▶ Given passage

⁂

Best Known Configurations
*************************

The ACRN Github codebase defines five best known configurations (BKC)
targeting SDC and Industry usage scenarios. Developers can start with
one of these pre-defined configurations and customize it to their own
application scenario needs.  (These configurations assume there is at
most one Safety VM and it is pre-launched.)

.. list-table:: Scenario-based Best Known Configurations
   :header-rows: 1

   * - Pre-defined BKC
     - Usage Scenario
     - VM0
     - VM1
     - VM2
     - VM3

   * - Software Defined Cockpit 1
     - SDC
     - Service VM
     - Post-launched VM (Android)
     -
     -

   * - Software Defined Cockpit 2
     - SDC
     - Service VM
     - Post-launched VM (Android)
     - Post-launched VM (Android)
     - Post-launched VM (Android)

   * - Industry Usage Config 1
     - Industry
     - Service VM
     - Post-launched VM (HMI)
     - Post-launched VM (Hard RTVM)
     - Post-launched VM (Soft RTVM)

   * - Industry Usage Config 2
     - Industry
     - Pre-launched VM (Safety VM)

⁂

▶ Required work
- A) From the best known configurations passage, extract the text from "targeting SDC and" to "it is pre-launched.)".
- B) According to the best known configurations passage, what do the configurations assume about the Safety VM?
The listing that comes next has no role in this work.

▶ Records provided
⁂

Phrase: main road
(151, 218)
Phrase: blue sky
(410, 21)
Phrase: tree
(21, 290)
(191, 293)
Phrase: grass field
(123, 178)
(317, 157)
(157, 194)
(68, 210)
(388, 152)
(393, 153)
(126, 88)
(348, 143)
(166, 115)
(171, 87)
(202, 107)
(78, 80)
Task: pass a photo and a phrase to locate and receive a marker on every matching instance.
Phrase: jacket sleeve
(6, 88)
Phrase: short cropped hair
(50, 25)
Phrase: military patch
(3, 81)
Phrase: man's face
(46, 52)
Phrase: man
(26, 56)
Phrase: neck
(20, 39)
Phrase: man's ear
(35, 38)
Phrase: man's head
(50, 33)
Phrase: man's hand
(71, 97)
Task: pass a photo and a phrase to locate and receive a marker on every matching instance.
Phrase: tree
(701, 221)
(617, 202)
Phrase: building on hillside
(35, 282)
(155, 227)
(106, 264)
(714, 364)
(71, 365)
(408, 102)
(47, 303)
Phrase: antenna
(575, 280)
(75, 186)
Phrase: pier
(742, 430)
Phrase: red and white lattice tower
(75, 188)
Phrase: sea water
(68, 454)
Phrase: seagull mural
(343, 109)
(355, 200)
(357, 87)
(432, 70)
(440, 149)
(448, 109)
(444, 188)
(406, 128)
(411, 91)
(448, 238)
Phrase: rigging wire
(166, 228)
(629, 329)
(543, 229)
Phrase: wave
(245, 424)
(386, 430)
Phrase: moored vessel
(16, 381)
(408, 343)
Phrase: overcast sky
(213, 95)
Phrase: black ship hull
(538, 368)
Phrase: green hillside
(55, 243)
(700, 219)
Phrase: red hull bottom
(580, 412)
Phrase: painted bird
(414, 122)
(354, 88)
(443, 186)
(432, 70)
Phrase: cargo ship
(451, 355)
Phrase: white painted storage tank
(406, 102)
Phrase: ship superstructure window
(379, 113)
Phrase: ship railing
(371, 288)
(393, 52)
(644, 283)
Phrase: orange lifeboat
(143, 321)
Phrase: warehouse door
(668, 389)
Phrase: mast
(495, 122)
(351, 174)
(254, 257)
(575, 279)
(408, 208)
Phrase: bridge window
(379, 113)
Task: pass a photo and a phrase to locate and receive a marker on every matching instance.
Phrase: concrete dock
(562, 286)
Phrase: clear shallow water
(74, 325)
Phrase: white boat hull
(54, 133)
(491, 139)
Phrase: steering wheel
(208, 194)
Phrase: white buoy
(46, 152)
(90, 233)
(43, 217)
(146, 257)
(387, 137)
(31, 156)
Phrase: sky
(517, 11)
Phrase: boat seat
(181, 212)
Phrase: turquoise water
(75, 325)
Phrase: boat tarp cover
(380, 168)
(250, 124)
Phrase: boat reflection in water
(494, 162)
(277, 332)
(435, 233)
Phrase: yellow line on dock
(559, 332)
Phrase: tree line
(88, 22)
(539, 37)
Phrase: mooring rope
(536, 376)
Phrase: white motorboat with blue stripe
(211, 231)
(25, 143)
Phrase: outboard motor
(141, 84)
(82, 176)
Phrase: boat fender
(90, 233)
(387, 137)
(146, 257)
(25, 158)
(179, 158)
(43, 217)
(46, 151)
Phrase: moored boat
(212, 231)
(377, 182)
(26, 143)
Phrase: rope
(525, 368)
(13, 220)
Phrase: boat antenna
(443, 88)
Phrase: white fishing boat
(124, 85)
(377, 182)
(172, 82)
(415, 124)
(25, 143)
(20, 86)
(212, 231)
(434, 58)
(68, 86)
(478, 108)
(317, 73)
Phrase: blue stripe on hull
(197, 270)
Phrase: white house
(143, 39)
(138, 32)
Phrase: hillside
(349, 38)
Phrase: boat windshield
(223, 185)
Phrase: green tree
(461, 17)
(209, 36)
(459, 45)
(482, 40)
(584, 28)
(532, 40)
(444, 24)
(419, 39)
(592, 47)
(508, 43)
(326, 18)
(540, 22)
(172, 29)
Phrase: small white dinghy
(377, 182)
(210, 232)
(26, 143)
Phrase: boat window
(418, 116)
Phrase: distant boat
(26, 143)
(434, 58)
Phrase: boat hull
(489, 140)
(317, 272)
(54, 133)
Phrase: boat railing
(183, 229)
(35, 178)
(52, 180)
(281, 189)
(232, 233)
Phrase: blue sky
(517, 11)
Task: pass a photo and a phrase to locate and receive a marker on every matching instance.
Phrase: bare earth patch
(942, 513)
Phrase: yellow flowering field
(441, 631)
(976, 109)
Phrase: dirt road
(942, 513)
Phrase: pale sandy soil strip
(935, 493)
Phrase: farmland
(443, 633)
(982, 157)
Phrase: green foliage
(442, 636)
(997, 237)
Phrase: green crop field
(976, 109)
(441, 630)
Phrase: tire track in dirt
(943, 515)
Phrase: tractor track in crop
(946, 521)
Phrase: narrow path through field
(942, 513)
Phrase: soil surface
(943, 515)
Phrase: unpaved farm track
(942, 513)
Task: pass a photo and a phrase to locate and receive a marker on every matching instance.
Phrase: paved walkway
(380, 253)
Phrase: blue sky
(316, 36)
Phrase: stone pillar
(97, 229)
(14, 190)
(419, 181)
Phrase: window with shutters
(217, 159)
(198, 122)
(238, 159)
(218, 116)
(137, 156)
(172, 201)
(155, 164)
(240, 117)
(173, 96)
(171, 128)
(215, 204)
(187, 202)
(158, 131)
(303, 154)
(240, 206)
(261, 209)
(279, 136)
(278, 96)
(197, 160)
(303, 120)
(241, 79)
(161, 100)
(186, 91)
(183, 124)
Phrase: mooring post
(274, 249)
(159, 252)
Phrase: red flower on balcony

⁂

▶ Solutions below
- A)
targeting SDC and Industry usage scenarios. Developers can start with
one of these pre-defined configurations and customize it to their own
application scenario needs.  (These configurations assume there is at
most one Safety VM and it is pre-launched.)

- B) They assume there is at most one Safety VM and that it is pre-launched.